# Brake Vibration



## ross.anderson (Apr 5, 2009)

Today I replaced my front pads with C5 Raybestos Quiet Stops. Also had the rotors turned. Went out to take it for a spin just to make sure they work (haven't done the bed in, will do that soon). When doing harder braking from 50 down, there is a pretty strong vibration.

As I had the rotors turned, I have trouble believing that I could have warped them in the first couple minutes of use. I did realize I didn't scrub the rust off the hub, and it took one hell of a beating to get those things off in the first place. Could that be the cause? Anything else I should look at?

I have an 04 in case that is needed.


----------



## B-ville Goat (Oct 5, 2008)

Yes, rust between the rotor and hub could cause that. Also, use a torque wrench on your wheels every time, if the torque is not even on all the lug nuts, it will also cause a vibration/warping of the rotors. Pull them back off and clean the hub and rotor, then retorque everything.


----------



## ross.anderson (Apr 5, 2009)

Pulled it all apart tonight. Wire brushed anything that I thought might be making contact between the rotor and the hub. Torqued all the lugs down to 100 Ft/LBS.

Took it out for a drive. There is still a slight vibration, but not nearly as bad as a couple days ago. Could it be a break-in type thing? Any other ideas I should consider?


----------



## Colton9182 (Jan 6, 2008)

How hard do you drive? I warpped my rotors within hours of replacing my rotors and pads. Allthough I had to brake heavily from 140+ to about 70. Also do you know how much they took off when they resurfaced the rotors?


----------



## ross.anderson (Apr 5, 2009)

I was driving it a little harder than I would when I did these tests. The first day I had the problems, I had been driving about 5-10 minutes before I did a hard stop. It was like that right away.

Sat in the garage for a couple days until I could pull it apart. Again, only drivin for 15 minutes max yesterday. Only did stops from about 50-60 to 5-15...

I tried rotating the rotors while I had it up and the pads on (I messed up in thinking of doing this after I had put it all back together) Not the most scientific test, but I didn't get any indication of contact between the rotor and the pad.


----------



## jpalamar (Jul 22, 2008)

Stock 04 rotors are known for warping issues. Upgrade to DBA 4000XS rotors and Hawk C5 pads and you won't belive how much better it is.

Vibration could be rotors. Clean the hub with file and cleaner before putting rotor back on, make sure pads are seated correctly, and bleed all wheels to be safe.

If that doesn't help, check your bushings and wheel bearing.


----------

MATERIALS PROVIDED:

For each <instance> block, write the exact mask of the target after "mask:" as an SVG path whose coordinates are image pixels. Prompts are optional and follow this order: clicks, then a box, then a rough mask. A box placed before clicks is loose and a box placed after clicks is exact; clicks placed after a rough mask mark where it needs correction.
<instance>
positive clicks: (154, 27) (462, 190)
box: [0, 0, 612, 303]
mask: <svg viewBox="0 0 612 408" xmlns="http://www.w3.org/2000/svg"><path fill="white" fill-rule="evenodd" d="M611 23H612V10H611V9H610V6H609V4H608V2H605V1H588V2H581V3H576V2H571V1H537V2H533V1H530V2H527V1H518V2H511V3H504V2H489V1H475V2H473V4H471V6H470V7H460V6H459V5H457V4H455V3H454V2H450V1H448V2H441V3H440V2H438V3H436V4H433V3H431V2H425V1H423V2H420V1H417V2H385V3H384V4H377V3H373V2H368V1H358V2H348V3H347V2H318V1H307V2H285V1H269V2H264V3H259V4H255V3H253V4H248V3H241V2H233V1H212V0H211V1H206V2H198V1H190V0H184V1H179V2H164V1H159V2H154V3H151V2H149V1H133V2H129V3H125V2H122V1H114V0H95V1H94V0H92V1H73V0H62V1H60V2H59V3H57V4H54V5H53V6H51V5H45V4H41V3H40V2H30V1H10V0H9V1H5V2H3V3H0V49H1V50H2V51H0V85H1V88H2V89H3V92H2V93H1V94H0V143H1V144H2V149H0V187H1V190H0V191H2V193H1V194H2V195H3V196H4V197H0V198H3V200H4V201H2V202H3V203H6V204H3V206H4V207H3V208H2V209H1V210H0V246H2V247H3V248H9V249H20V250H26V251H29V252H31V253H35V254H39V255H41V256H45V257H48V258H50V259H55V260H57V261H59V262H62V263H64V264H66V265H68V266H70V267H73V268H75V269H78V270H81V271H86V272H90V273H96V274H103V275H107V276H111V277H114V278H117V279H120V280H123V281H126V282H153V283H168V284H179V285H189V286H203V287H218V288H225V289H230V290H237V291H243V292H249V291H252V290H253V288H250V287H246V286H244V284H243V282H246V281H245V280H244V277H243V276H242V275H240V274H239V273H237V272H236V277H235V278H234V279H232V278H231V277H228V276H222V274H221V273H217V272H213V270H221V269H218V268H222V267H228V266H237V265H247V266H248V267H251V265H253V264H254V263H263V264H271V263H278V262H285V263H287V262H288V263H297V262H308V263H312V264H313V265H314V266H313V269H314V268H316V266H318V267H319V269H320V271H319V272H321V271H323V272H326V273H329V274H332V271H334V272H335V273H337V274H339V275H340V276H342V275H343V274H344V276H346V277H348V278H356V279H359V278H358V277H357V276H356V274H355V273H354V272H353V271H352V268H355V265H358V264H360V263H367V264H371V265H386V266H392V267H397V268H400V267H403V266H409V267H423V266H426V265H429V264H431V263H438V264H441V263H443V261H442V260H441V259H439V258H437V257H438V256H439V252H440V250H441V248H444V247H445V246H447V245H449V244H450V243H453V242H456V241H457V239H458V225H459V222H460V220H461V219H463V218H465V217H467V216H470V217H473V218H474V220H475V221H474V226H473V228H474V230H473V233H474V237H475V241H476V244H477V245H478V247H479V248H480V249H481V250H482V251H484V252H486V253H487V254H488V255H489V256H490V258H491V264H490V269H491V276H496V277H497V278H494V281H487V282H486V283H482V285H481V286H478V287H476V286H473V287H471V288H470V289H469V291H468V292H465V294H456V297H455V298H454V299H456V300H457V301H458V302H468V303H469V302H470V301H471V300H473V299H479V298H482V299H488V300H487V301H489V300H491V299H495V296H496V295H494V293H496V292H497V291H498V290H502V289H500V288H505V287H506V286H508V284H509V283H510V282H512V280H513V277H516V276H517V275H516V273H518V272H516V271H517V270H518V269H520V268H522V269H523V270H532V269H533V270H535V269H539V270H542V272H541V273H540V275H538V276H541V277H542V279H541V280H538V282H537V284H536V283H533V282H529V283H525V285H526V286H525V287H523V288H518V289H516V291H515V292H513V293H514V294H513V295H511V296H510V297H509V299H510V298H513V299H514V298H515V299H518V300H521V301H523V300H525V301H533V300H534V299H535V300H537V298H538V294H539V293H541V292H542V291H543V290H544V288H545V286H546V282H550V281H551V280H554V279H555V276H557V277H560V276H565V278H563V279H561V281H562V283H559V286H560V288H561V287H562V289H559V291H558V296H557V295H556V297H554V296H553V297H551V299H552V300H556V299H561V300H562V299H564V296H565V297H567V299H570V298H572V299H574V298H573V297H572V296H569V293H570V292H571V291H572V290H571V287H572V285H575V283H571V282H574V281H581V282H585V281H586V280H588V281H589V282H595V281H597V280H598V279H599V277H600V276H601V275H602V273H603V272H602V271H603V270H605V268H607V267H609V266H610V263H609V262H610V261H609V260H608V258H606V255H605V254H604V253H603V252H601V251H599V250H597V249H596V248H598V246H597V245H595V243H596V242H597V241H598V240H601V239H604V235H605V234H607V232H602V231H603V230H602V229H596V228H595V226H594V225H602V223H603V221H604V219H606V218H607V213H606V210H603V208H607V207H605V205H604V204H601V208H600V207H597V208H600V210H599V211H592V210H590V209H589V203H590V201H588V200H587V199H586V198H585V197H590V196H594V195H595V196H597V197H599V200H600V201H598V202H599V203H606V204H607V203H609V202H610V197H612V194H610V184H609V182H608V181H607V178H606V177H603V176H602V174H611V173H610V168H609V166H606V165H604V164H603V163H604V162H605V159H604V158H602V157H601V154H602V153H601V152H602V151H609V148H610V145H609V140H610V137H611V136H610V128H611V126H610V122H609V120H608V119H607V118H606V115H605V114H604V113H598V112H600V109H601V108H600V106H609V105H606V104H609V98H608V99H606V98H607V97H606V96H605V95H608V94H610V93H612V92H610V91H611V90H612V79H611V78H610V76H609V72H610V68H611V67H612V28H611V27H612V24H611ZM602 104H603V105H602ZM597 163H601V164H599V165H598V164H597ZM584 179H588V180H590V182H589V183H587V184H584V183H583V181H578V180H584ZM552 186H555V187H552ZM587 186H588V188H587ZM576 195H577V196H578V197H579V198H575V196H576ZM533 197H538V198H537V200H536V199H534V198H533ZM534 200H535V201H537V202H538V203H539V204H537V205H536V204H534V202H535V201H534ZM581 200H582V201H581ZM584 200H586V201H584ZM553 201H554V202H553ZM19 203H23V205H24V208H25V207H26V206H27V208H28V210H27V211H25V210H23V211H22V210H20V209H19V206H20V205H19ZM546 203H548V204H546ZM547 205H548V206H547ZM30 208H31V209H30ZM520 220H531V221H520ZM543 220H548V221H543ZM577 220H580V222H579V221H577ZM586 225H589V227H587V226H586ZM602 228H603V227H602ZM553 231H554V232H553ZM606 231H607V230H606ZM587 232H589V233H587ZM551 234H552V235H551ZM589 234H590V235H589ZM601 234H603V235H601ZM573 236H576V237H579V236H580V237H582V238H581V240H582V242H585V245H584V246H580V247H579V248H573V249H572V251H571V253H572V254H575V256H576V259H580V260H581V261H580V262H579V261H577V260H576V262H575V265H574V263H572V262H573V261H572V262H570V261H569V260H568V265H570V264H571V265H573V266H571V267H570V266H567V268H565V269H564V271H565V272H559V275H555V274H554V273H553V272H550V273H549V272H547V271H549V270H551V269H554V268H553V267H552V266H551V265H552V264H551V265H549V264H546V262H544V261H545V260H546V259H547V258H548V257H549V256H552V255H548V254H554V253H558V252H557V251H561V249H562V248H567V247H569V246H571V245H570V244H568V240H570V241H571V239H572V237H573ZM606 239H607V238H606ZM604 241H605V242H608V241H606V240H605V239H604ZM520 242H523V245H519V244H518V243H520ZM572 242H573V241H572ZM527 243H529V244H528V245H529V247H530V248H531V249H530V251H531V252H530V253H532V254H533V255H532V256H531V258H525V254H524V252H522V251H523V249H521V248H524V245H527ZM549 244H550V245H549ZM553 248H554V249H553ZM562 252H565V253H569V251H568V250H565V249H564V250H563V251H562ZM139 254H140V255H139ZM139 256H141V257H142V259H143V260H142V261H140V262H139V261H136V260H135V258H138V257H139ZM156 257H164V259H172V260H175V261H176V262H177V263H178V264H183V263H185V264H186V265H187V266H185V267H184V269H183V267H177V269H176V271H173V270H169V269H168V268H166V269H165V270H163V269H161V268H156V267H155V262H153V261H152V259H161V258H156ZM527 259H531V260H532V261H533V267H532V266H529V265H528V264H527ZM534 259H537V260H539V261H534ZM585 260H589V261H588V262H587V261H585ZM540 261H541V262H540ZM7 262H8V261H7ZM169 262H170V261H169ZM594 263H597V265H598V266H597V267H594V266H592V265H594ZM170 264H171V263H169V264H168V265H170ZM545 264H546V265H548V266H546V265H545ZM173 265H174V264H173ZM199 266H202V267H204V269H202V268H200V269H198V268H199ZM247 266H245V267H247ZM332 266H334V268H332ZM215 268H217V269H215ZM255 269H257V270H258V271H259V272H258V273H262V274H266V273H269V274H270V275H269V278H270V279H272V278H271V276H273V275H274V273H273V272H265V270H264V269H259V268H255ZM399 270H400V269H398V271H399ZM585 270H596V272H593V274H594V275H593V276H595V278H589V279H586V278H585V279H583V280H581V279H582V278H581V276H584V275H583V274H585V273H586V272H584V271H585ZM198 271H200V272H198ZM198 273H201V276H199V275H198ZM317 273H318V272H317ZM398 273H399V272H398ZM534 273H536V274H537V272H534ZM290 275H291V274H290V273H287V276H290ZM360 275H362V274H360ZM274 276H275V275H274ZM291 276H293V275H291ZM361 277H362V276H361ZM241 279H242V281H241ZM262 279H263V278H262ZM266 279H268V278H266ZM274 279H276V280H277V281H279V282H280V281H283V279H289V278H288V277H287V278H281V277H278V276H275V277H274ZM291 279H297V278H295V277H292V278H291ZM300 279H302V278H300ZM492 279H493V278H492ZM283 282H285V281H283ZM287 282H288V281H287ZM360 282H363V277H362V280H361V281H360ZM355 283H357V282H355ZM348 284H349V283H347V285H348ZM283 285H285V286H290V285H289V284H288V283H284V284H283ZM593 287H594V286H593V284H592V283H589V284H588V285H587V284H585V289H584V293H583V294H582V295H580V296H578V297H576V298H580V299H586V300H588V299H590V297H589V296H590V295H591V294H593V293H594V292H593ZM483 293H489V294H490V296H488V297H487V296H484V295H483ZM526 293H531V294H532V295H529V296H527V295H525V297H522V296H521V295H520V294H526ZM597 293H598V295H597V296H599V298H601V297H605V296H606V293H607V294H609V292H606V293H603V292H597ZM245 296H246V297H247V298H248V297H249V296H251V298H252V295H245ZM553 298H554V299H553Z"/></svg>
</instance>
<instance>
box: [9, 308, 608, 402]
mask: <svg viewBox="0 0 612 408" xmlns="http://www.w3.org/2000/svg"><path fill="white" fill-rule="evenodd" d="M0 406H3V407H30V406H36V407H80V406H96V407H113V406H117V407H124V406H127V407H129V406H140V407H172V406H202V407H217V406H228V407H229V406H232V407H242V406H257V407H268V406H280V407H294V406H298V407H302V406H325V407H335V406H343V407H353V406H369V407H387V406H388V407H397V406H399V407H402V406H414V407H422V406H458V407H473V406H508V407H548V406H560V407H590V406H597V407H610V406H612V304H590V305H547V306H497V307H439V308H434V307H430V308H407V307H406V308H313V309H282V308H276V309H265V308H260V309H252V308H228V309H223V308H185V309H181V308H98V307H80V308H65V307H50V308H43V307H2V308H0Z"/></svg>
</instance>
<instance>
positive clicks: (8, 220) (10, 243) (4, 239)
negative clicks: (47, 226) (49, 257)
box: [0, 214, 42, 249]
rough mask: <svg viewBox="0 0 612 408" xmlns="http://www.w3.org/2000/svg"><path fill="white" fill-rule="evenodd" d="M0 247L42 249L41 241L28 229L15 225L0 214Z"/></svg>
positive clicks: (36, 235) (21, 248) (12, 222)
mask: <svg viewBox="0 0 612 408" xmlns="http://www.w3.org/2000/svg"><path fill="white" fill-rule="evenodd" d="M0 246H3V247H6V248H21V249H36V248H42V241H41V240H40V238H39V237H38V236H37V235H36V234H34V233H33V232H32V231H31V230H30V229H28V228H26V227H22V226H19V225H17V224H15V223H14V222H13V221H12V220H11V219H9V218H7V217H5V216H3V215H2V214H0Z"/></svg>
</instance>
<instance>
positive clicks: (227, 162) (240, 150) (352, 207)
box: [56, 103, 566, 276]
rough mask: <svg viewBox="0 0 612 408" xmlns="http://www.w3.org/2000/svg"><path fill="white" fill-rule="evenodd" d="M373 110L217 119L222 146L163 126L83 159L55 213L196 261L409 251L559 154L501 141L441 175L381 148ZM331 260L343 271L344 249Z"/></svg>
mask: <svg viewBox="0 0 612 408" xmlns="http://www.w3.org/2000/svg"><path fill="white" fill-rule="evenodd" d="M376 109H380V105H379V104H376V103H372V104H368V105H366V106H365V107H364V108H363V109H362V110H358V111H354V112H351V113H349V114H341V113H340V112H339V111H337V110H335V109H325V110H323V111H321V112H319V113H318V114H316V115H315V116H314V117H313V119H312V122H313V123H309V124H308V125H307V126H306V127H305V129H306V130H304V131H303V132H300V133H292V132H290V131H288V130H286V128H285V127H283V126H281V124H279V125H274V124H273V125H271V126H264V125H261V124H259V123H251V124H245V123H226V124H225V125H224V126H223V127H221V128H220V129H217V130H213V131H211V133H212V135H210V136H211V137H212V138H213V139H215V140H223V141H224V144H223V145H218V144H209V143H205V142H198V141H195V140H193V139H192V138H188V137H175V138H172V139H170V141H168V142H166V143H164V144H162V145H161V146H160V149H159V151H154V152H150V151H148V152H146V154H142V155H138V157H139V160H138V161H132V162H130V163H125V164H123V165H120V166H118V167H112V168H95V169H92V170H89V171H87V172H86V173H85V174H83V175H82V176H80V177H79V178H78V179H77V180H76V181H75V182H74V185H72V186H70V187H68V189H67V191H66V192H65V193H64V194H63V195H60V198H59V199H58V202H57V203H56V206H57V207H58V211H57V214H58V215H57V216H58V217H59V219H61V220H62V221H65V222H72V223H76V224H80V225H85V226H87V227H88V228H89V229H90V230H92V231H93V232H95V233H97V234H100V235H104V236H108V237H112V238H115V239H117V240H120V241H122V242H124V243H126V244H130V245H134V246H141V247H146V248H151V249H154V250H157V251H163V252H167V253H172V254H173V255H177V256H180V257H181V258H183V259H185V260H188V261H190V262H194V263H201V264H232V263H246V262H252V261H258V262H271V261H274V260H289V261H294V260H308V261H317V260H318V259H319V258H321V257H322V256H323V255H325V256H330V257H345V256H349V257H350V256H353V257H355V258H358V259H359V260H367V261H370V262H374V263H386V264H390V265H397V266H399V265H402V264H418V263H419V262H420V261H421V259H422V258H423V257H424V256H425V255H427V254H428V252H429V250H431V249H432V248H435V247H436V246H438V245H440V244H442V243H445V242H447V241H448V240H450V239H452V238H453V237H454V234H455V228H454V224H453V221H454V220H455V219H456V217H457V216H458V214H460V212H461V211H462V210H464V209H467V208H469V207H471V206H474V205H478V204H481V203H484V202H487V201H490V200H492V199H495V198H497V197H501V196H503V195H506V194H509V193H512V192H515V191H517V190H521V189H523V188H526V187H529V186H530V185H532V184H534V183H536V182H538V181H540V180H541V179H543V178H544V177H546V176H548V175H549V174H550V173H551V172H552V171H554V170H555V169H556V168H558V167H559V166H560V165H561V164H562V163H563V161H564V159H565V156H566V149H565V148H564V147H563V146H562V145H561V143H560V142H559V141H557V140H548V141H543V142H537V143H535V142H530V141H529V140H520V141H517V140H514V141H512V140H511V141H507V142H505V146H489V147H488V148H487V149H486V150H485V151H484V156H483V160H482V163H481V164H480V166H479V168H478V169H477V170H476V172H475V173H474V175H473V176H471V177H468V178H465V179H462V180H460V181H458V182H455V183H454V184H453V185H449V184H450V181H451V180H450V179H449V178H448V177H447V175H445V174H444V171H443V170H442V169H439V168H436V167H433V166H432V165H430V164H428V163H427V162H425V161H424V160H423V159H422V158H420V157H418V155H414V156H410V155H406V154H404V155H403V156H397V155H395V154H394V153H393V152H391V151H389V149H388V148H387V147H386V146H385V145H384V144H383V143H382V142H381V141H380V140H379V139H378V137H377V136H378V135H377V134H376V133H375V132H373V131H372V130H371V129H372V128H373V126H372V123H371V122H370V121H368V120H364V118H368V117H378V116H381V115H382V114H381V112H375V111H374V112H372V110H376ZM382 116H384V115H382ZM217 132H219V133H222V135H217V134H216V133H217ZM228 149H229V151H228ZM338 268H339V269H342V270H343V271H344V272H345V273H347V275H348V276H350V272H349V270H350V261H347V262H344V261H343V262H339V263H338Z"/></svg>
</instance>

WORK ORDER 1:
Write out the part of the brake vibration thread that starts with "## Colton9182 (Jan" and goes on through "50-60 to 5-15...", copying it exactly.
WORK ORDER 2:
Pull out the rows from their first line through the line with "box: [0, 0, 612, 303]", including both ends. Reproduce those lines exactly and give nothing else.

RESPONSE BOX 1:
## Colton9182 (Jan 6, 2008)

How hard do you drive? I warpped my rotors within hours of replacing my rotors and pads. Allthough I had to brake heavily from 140+ to about 70. Also do you know how much they took off when they resurfaced the rotors?


----------



## ross.anderson (Apr 5, 2009)

I was driving it a little harder than I would when I did these tests. The first day I had the problems, I had been driving about 5-10 minutes before I did a hard stop. It was like that right away.

Sat in the garage for a couple days until I could pull it apart. Again, only drivin for 15 minutes max yesterday. Only did stops from about 50-60 to 5-15...

RESPONSE BOX 2:
For each <instance> block, write the exact mask of the target after "mask:" as an SVG path whose coordinates are image pixels. Prompts are optional and follow this order: clicks, then a box, then a rough mask. A box placed before clicks is loose and a box placed after clicks is exact; clicks placed after a rough mask mark where it needs correction.
<instance>
positive clicks: (154, 27) (462, 190)
box: [0, 0, 612, 303]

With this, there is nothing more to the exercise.